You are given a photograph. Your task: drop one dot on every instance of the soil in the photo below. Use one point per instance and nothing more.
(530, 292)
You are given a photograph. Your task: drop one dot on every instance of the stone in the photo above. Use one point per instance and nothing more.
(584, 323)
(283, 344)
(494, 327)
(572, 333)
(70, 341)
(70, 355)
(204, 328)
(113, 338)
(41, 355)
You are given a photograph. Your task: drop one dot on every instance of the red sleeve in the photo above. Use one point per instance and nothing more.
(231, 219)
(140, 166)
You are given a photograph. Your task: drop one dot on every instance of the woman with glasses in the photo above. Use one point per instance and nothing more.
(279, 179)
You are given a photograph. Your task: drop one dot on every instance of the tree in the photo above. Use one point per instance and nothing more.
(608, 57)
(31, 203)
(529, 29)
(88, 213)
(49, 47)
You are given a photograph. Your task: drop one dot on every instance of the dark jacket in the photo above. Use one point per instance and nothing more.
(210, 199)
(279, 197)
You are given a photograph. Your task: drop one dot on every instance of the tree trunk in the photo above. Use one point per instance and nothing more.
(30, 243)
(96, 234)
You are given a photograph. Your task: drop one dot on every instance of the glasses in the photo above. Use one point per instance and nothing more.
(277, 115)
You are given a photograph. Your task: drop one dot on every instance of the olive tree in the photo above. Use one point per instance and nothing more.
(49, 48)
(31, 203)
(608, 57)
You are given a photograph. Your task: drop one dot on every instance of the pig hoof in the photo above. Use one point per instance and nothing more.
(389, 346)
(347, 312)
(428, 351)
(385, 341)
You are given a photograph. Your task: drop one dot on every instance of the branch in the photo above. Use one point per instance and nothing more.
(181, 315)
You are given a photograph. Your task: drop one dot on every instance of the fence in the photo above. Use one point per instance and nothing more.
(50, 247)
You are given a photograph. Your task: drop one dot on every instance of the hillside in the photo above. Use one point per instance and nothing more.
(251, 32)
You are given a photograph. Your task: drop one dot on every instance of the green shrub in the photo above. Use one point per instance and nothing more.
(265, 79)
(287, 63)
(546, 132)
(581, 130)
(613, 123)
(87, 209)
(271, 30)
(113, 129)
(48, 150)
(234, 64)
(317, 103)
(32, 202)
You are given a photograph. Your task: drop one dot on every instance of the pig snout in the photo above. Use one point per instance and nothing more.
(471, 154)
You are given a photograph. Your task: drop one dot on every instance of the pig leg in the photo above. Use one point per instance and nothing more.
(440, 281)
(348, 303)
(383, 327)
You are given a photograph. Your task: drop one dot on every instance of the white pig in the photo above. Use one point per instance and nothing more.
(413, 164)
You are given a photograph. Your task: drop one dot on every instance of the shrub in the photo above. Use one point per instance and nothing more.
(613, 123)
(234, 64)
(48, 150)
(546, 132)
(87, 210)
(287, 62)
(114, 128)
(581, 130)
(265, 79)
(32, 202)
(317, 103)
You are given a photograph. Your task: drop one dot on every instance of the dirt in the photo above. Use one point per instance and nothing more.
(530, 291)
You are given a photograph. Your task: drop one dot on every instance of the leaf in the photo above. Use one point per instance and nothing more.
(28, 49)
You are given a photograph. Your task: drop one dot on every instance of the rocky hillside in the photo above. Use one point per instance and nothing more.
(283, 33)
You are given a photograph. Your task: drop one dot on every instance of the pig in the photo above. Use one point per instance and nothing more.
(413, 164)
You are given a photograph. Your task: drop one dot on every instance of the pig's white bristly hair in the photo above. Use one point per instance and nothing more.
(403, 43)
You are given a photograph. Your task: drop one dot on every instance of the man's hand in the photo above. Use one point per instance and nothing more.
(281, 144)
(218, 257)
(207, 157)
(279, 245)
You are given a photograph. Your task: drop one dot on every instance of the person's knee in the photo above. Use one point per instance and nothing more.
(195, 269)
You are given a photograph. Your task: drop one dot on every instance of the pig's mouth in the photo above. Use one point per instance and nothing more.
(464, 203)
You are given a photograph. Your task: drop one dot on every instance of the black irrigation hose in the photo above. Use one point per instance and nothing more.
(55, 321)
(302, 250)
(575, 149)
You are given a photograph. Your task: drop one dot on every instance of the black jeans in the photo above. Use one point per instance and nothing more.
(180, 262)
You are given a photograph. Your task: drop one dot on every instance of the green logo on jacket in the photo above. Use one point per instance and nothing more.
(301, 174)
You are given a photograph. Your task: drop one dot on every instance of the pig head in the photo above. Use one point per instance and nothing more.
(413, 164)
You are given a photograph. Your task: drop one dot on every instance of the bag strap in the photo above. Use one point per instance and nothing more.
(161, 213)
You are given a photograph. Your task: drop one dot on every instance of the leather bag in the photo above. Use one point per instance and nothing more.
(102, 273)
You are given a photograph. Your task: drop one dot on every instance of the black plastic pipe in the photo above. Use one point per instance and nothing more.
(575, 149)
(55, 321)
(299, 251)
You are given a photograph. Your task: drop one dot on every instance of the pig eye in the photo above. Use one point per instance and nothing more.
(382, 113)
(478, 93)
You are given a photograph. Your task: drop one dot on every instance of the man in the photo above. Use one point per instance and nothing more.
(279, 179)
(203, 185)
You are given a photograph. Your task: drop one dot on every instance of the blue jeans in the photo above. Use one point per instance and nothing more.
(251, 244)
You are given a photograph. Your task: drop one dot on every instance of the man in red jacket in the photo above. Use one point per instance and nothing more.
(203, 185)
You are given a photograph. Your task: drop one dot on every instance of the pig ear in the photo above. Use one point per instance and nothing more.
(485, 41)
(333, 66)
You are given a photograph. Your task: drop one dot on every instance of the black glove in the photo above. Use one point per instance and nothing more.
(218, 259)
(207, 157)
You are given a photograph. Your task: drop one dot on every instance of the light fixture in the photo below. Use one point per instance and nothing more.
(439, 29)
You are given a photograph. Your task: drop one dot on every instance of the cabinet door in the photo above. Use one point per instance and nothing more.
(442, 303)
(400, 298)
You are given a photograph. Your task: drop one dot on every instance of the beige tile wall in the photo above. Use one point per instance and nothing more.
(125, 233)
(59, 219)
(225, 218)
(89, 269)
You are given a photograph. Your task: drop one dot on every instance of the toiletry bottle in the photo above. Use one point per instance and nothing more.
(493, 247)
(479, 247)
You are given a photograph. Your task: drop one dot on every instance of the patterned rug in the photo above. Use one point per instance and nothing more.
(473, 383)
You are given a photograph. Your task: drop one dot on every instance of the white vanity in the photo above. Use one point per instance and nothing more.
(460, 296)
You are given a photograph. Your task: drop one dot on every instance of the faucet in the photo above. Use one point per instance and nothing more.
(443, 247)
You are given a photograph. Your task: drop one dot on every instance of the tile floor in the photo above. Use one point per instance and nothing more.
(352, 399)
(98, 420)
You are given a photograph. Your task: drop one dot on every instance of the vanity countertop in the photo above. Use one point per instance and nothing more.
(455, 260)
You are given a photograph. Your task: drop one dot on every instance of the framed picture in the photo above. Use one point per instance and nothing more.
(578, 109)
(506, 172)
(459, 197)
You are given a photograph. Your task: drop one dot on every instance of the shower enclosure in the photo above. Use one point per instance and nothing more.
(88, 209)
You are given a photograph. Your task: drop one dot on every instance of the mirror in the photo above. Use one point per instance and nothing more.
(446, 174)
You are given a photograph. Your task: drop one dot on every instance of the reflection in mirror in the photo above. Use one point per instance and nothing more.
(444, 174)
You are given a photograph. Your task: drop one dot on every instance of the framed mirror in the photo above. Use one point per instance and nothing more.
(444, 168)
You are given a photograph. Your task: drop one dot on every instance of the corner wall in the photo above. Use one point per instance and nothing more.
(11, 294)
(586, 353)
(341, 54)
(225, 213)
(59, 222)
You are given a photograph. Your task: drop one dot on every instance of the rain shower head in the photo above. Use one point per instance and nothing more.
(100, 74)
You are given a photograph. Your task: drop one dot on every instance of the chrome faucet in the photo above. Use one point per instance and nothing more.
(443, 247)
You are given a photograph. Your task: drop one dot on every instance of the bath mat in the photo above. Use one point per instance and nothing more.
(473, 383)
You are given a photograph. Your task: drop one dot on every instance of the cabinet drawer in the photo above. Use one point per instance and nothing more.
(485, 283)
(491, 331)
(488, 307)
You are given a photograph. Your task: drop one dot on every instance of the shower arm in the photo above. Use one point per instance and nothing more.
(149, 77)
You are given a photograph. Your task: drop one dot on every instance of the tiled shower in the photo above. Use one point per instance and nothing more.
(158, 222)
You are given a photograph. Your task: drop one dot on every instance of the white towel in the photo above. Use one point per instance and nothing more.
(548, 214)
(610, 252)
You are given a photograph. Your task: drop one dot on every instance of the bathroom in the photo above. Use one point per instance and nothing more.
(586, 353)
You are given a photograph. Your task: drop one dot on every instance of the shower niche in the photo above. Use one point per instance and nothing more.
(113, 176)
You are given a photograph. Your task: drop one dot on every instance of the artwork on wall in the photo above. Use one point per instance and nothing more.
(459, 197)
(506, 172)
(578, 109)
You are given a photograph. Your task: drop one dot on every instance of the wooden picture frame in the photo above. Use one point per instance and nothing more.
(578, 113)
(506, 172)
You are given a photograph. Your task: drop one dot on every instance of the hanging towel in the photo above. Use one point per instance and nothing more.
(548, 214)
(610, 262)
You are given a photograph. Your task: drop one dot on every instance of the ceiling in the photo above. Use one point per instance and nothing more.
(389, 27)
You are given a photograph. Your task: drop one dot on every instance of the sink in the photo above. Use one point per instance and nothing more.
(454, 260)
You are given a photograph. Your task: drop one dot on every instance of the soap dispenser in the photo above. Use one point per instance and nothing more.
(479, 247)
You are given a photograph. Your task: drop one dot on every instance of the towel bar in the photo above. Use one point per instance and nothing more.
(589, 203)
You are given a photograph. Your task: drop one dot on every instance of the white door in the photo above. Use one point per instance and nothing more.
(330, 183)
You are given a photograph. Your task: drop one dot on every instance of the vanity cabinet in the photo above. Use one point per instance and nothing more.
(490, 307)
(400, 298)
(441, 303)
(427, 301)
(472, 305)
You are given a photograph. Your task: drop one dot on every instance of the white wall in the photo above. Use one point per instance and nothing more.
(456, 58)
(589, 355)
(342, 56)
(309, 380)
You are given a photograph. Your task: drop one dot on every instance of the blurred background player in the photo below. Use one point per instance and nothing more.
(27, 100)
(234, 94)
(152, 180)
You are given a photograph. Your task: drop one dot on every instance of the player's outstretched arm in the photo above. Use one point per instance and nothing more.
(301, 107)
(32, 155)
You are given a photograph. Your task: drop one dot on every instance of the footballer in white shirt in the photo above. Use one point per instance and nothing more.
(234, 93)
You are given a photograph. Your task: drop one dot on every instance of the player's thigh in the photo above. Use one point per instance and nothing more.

────

## WHAT IS ASKED
Take the line in which "the white wall" occurs and each subsequent line through the end; give these lines again without alteration.

## EXERCISE RESULT
You are given a photograph. Your task: drop one dot on every instance of the white wall in the photo above. Use one point per instance and nothing more.
(456, 58)
(589, 355)
(342, 56)
(309, 380)
You are given a photograph. Your task: drop one dot on every instance of the blurred background player in the photo below. Use one point per instance and nothing more.
(27, 100)
(234, 94)
(152, 180)
You are given a photograph. Your task: drop one dot on every instance of the player's outstretched arm in the photo above. Use one point per instance and nothing more.
(301, 107)
(32, 155)
You are given a photograph. Your task: drop one dot on every instance of the footballer in white shirt in the photo above. Use one point per instance and nothing more.
(234, 93)
You are given a photograph. Your task: drop one dot on every instance of the player's thigh in the photo above. Use one point per instance and nothing more.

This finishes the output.